<<<<

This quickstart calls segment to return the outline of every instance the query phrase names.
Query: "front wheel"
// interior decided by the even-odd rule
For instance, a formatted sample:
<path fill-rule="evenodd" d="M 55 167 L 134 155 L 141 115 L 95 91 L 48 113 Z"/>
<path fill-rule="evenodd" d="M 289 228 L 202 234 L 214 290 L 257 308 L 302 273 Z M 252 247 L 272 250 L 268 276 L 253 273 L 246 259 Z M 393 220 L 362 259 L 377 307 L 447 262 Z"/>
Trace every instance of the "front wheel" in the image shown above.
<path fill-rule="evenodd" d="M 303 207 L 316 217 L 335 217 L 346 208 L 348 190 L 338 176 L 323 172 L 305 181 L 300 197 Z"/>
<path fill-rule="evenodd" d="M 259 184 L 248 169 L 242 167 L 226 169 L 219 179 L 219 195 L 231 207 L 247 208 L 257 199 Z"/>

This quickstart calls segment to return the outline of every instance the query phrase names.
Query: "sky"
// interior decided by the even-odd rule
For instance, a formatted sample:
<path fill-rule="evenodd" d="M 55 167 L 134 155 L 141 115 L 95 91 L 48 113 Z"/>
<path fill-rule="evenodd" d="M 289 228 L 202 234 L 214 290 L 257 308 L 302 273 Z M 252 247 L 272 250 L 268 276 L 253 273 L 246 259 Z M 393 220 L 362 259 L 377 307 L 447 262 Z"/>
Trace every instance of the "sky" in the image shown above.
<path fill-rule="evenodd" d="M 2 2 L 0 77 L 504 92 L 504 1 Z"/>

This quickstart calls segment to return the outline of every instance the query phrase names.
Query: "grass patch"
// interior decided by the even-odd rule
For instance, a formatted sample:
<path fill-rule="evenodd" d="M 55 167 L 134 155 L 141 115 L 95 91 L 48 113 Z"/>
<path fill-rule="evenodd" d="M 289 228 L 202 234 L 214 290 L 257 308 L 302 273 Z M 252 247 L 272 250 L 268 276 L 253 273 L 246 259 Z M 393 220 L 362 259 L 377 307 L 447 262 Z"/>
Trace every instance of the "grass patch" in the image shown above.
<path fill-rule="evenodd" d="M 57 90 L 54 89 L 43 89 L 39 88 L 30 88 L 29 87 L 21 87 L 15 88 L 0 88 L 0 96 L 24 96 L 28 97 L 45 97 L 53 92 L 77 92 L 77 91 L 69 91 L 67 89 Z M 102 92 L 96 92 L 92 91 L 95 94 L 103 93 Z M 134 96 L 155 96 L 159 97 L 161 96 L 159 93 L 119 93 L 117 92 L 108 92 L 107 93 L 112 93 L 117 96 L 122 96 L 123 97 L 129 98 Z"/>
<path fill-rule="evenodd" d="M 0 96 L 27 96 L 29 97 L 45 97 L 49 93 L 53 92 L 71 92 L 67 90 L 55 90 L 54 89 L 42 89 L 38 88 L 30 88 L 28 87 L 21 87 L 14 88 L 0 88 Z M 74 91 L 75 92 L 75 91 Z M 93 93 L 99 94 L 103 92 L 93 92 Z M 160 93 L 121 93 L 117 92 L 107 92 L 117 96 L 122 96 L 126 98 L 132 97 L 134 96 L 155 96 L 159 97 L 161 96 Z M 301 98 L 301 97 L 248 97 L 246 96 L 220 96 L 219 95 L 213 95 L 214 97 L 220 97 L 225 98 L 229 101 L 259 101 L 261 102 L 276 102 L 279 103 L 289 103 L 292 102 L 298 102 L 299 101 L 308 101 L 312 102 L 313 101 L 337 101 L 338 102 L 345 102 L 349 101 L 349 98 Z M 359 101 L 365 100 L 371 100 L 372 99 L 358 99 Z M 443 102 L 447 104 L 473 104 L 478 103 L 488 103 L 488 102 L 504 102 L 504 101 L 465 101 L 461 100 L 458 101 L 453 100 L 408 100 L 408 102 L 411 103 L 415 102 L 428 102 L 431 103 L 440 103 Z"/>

>>>>

_Your objective_. Can you copy, word for word, the part of the material that opens with its very first line and closes with the line containing "259 184 L 248", including both of those lines?

_Full output_.
This quickstart calls segment to return the outline of every instance the query phrase names.
Query: "front wheel"
// interior decided by the even-odd rule
For instance, a formatted sample:
<path fill-rule="evenodd" d="M 55 167 L 134 155 L 141 115 L 95 91 L 48 113 Z"/>
<path fill-rule="evenodd" d="M 289 228 L 202 234 L 214 290 L 257 308 L 302 273 Z M 252 247 L 272 250 L 268 276 L 253 273 L 246 259 Z M 393 220 L 362 259 L 377 307 L 447 262 Z"/>
Trace every instance of the "front wheel" in the image shown above.
<path fill-rule="evenodd" d="M 303 207 L 316 217 L 335 217 L 346 208 L 348 190 L 338 176 L 323 172 L 305 181 L 300 197 Z"/>
<path fill-rule="evenodd" d="M 259 184 L 248 169 L 242 167 L 226 169 L 219 179 L 219 195 L 231 207 L 247 208 L 257 199 Z"/>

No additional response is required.